_What to produce_
Rewrite the listing from its start through the line containing "[[247, 59]]", with every line kept, requests included. Shift each answer coordinate by -132, leaving the sample coordinate lists unchanged.
-- Start Recorded information --
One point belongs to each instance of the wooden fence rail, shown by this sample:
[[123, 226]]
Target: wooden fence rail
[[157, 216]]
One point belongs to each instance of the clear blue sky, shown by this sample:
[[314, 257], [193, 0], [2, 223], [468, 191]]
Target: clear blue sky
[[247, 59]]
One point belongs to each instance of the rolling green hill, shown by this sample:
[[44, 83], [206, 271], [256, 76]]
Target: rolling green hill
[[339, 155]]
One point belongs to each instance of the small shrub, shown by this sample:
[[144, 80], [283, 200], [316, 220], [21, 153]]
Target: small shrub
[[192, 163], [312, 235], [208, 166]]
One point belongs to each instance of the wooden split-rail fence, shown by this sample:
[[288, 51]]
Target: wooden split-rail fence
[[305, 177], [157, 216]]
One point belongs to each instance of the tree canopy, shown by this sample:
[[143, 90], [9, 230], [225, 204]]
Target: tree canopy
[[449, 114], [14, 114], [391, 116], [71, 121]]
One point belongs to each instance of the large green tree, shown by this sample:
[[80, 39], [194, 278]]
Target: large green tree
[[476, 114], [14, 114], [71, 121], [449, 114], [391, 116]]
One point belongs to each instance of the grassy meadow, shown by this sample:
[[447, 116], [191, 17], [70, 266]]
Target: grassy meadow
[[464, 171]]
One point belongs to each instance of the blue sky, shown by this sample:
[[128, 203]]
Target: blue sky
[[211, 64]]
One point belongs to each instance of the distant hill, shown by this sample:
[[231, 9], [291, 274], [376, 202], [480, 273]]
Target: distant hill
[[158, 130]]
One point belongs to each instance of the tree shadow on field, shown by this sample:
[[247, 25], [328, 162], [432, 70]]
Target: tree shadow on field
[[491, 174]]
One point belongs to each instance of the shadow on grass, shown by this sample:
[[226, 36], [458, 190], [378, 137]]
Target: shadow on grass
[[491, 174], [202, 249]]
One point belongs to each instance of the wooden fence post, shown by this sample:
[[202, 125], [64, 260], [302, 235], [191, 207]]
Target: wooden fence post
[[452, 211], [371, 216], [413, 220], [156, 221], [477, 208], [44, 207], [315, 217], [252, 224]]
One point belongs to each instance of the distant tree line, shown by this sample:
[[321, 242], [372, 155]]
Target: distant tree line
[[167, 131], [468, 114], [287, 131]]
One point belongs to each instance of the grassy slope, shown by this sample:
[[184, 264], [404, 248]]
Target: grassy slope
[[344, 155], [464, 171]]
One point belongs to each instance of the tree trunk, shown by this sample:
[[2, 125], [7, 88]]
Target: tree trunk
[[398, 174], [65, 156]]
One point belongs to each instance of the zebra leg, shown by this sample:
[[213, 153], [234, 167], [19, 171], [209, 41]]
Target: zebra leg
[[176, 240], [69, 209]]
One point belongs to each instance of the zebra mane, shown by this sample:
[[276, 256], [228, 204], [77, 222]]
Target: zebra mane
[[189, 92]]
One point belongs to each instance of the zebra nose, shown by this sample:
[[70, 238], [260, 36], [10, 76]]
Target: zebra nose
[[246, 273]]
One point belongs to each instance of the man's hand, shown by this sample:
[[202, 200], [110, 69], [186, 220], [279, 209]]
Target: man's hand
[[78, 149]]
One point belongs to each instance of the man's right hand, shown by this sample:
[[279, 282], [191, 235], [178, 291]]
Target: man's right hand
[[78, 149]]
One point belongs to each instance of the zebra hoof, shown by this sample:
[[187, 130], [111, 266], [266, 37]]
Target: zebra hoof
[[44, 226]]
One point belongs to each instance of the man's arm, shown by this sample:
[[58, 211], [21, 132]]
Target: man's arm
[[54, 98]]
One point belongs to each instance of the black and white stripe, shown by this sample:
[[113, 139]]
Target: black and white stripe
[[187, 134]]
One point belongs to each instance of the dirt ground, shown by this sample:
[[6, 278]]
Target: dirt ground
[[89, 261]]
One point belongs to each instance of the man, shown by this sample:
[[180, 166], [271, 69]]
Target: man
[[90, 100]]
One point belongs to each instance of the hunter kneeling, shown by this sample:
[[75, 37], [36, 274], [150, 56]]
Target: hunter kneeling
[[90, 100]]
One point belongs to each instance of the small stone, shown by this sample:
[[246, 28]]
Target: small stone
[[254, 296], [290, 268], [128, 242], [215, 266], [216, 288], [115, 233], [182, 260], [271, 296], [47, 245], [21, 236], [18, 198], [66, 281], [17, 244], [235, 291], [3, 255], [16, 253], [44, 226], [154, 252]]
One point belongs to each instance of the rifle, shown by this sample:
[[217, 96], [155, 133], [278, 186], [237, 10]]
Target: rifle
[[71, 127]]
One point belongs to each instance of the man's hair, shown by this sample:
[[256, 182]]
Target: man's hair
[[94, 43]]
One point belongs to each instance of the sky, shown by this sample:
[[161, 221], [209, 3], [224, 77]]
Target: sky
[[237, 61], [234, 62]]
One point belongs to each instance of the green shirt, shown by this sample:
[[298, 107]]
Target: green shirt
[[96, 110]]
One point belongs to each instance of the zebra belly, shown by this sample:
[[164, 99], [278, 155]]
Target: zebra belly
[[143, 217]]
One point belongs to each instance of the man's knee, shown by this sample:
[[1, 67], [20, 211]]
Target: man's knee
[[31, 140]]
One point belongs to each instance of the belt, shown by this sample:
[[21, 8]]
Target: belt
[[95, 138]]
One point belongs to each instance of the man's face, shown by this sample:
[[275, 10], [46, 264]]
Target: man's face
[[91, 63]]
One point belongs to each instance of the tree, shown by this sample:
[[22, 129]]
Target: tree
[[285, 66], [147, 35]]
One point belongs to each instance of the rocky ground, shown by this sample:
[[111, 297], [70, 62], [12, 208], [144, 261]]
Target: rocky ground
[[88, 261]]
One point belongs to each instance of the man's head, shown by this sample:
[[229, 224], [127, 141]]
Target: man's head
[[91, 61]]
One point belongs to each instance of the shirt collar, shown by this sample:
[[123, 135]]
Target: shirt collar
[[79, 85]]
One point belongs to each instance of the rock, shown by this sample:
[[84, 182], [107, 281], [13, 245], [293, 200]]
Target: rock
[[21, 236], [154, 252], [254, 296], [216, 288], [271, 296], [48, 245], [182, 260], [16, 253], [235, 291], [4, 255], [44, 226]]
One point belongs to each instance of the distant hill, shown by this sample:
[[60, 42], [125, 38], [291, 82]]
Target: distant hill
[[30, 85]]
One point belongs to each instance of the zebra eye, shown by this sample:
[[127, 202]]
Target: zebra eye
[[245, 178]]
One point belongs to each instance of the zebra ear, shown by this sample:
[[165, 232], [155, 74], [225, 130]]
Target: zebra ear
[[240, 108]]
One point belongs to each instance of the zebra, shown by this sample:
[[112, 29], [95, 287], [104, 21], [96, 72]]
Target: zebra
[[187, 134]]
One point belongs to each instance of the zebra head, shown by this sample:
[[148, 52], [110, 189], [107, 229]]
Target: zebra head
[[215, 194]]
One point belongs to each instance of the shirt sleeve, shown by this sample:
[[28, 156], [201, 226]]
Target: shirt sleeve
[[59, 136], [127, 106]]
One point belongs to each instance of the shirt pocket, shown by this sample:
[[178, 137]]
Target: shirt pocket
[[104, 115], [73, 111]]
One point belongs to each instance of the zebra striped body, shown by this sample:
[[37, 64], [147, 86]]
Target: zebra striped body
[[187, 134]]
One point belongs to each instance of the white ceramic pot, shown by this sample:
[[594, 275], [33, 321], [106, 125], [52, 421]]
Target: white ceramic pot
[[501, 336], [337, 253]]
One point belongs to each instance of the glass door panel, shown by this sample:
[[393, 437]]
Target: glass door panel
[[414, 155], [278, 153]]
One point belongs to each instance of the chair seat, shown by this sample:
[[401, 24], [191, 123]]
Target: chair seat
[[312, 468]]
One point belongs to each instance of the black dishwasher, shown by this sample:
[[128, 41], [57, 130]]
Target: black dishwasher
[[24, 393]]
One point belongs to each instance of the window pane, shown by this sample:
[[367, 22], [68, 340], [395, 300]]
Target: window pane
-- End Recorded information --
_Result of the exercise_
One point belongs to each instance of the wooden fence rail, shown by this sample:
[[123, 226]]
Target: wooden fence rail
[[25, 84]]
One point belongs to each instance of the clear blue sky, shown by this sample:
[[314, 257], [193, 0], [2, 223], [468, 191]]
Target: clear blue sky
[[115, -73]]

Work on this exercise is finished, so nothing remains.